* begin Provided data *

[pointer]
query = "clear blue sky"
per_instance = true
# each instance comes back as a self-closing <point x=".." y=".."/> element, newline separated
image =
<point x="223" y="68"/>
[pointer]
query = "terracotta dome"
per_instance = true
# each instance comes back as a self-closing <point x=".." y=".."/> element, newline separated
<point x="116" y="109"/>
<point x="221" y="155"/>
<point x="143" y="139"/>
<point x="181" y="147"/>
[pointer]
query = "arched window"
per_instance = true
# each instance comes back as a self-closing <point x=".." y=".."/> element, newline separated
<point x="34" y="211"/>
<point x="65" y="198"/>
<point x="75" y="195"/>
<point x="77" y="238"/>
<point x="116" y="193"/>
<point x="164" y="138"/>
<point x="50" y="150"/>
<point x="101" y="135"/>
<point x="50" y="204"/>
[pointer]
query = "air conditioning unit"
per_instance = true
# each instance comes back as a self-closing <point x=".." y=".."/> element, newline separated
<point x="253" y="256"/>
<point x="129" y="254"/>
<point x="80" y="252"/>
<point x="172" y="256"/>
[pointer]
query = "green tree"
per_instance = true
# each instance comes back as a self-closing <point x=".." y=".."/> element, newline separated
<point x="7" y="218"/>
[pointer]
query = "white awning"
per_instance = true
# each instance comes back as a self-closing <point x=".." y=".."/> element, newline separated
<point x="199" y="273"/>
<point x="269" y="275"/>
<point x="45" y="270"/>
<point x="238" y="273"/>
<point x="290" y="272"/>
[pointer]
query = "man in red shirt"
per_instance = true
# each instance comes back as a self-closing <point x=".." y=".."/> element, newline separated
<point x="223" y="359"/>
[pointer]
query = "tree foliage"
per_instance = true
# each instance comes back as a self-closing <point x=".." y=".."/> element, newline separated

* end Provided data *

Prompt:
Output the records exactly, including every line.

Response to the exercise:
[pointer]
query = "clear blue sky"
per_instance = true
# each instance comes back as a self-closing <point x=".." y=".."/> element, newline separated
image =
<point x="223" y="68"/>
[pointer]
query = "terracotta dome"
per_instance = true
# each instance comes back as a self-closing <point x=".." y=".."/> element, newline separated
<point x="116" y="109"/>
<point x="221" y="155"/>
<point x="143" y="139"/>
<point x="181" y="147"/>
[pointer]
query = "arched window"
per_instance = true
# each instance comes back as a self-closing <point x=".." y=".."/> element, newline separated
<point x="34" y="211"/>
<point x="65" y="198"/>
<point x="75" y="195"/>
<point x="77" y="238"/>
<point x="116" y="193"/>
<point x="164" y="138"/>
<point x="50" y="150"/>
<point x="101" y="135"/>
<point x="50" y="204"/>
[pointer]
query = "air conditioning unit"
per_instance = true
# each instance comes back as a self-closing <point x=".." y=".."/> element, newline separated
<point x="253" y="256"/>
<point x="129" y="254"/>
<point x="80" y="252"/>
<point x="172" y="256"/>
[pointer]
query = "green tree"
per_instance = true
# each instance comes back as a self-closing <point x=".." y=".."/> element, newline separated
<point x="7" y="218"/>
[pointer]
query = "white awning"
per_instance = true
# each instance comes back as a self-closing <point x=".." y=".."/> element, newline separated
<point x="199" y="273"/>
<point x="269" y="275"/>
<point x="45" y="270"/>
<point x="238" y="273"/>
<point x="290" y="272"/>
[pointer]
query = "man in red shirt"
per_instance = true
# each instance comes back as a self-closing <point x=".." y=".."/> element, newline separated
<point x="223" y="359"/>
[pointer]
query = "tree foliage"
per_instance = true
# each instance comes back as a self-closing <point x=".." y=".."/> element, newline separated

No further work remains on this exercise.